======== Task input

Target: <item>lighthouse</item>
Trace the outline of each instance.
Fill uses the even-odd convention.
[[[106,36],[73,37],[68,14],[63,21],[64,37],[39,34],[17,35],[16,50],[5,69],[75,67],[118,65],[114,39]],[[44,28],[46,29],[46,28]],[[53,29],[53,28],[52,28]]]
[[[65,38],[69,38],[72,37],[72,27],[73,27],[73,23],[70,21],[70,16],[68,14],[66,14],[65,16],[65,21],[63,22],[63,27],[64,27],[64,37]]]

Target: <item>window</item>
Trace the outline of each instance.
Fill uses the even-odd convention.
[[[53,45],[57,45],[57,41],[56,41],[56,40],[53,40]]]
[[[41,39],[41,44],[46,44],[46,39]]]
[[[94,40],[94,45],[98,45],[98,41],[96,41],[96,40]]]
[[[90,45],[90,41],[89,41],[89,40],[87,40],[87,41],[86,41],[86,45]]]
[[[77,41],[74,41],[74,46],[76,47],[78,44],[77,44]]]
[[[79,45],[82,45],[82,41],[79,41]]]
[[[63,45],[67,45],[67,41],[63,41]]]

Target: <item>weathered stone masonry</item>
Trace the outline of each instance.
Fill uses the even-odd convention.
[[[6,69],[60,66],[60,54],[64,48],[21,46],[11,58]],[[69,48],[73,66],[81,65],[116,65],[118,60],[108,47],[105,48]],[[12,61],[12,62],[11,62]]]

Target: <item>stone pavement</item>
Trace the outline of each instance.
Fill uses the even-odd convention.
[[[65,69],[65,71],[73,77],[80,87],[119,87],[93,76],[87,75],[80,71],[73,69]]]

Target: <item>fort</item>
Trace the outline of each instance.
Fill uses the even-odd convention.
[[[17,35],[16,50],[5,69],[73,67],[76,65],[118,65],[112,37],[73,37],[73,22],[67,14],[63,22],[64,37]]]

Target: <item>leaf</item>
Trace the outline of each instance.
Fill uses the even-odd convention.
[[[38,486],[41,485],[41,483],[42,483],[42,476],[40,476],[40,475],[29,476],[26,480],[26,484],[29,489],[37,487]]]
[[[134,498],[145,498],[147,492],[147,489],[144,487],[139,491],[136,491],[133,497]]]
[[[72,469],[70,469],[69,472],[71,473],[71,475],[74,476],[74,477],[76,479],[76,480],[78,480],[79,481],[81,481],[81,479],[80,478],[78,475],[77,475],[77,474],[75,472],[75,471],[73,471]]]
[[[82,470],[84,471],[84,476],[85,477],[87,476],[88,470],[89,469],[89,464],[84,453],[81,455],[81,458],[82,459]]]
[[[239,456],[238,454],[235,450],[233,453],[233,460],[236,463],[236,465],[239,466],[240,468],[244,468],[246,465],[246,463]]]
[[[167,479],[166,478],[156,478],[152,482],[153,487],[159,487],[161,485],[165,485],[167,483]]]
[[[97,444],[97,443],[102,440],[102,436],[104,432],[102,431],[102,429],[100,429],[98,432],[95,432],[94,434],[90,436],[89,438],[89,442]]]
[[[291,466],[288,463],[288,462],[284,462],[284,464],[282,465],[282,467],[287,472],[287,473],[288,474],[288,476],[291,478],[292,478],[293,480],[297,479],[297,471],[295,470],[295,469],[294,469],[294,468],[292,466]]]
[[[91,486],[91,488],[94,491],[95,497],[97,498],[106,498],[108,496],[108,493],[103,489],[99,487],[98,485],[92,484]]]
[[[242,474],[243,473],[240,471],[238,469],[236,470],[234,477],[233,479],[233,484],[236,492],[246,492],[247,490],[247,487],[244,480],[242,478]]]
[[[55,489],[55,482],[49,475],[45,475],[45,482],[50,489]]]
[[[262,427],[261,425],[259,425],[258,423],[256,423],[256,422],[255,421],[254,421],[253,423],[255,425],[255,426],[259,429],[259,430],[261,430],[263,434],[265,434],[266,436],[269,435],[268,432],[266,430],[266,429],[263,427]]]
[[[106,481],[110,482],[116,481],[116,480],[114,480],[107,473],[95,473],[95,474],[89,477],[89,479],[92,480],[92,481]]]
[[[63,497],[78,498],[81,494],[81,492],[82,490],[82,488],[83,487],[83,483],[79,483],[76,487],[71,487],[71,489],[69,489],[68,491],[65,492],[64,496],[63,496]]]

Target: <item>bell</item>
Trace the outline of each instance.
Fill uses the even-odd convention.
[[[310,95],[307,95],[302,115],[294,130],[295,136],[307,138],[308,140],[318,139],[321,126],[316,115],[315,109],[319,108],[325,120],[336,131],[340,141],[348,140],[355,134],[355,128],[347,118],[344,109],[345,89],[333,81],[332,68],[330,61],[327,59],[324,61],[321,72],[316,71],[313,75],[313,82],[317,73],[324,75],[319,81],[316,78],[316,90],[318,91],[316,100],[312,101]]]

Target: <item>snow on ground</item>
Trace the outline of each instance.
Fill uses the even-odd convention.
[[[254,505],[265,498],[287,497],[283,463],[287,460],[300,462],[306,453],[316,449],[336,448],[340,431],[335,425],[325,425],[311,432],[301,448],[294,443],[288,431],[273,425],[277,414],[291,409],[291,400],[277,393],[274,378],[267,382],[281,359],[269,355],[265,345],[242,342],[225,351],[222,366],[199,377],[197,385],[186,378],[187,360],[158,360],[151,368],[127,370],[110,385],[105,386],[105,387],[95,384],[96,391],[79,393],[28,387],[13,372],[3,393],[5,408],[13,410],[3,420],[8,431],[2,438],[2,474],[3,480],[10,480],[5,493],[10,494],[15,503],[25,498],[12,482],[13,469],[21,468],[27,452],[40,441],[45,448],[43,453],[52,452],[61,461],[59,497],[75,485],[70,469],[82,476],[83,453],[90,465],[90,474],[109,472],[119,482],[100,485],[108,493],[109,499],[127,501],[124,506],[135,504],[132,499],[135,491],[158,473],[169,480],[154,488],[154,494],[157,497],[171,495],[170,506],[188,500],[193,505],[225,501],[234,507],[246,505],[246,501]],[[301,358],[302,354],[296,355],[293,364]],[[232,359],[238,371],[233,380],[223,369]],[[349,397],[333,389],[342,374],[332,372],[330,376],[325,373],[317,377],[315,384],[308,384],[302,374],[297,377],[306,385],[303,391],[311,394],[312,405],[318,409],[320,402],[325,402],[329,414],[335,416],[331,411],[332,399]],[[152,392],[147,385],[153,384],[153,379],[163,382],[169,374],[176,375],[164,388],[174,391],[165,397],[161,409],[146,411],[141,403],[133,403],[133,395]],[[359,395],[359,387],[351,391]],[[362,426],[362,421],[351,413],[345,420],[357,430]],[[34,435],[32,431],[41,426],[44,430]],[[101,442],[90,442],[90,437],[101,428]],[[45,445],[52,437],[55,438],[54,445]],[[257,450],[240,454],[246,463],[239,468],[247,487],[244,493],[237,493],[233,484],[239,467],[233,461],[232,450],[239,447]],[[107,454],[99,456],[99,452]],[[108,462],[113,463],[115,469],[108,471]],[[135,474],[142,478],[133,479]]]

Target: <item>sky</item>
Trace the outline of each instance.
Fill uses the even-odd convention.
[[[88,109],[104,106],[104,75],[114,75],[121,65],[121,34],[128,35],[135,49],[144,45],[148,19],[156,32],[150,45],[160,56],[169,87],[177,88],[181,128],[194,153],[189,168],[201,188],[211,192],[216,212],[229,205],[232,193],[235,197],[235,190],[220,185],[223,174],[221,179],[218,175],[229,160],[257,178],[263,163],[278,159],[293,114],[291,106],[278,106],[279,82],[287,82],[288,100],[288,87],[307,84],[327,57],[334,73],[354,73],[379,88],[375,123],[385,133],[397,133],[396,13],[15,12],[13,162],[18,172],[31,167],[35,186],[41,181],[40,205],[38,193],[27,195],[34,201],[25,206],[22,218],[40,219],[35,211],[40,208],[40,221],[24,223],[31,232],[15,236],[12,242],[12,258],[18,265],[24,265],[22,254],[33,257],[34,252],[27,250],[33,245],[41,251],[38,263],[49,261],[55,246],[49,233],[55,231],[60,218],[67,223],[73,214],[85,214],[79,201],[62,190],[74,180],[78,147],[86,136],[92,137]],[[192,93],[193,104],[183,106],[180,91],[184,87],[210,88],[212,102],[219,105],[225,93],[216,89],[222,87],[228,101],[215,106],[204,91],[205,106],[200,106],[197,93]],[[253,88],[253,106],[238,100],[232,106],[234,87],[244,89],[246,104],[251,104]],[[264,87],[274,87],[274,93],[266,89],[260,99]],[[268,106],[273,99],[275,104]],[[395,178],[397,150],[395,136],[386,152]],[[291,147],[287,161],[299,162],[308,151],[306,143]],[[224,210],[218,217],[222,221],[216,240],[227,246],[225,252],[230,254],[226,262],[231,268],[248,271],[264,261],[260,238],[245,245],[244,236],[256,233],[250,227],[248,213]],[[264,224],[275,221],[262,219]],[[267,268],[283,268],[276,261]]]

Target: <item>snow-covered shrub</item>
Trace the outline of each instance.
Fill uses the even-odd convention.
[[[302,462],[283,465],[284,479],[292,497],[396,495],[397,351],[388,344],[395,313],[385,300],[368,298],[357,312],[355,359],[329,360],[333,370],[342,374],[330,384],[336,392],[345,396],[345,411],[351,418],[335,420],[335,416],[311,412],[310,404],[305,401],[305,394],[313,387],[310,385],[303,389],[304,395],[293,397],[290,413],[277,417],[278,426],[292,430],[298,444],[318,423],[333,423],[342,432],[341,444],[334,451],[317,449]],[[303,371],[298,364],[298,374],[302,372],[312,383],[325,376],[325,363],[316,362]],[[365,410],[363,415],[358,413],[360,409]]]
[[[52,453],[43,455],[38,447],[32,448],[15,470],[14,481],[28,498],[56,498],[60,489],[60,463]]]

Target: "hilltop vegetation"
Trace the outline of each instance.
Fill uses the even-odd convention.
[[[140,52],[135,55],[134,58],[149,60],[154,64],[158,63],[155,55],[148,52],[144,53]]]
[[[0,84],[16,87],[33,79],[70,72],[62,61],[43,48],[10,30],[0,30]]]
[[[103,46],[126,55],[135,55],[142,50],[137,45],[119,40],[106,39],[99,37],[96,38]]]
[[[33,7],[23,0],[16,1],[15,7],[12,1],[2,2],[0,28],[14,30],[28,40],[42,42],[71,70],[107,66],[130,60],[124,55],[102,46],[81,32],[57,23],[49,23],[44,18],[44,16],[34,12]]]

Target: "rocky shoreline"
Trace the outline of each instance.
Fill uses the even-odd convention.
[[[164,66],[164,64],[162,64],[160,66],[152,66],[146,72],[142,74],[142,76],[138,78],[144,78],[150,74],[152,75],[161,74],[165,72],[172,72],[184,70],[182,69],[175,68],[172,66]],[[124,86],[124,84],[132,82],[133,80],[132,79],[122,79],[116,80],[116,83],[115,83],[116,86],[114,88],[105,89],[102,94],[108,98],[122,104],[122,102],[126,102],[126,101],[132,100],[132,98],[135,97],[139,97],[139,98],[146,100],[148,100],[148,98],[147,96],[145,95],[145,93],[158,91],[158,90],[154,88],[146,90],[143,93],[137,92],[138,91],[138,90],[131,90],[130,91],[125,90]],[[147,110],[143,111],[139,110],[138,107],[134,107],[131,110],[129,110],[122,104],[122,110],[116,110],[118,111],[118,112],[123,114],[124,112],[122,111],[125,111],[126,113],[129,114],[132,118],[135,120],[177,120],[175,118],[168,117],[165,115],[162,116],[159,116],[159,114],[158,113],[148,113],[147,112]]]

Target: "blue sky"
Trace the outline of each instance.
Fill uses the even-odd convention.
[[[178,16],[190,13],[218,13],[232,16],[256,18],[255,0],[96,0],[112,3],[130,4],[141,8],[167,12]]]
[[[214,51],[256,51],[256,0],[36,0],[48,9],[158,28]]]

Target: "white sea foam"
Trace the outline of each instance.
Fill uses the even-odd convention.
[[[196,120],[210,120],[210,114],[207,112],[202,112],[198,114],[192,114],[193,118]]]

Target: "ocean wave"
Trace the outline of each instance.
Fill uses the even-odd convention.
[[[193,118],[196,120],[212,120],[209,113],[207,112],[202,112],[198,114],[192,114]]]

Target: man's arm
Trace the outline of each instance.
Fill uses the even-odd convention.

================

* [The exercise]:
Please write out everything from the line containing "Target: man's arm" down to the final line above, with no changes.

* [Exercise answer]:
Target: man's arm
Trace the outline of each instance.
Fill uses the even-odd convention.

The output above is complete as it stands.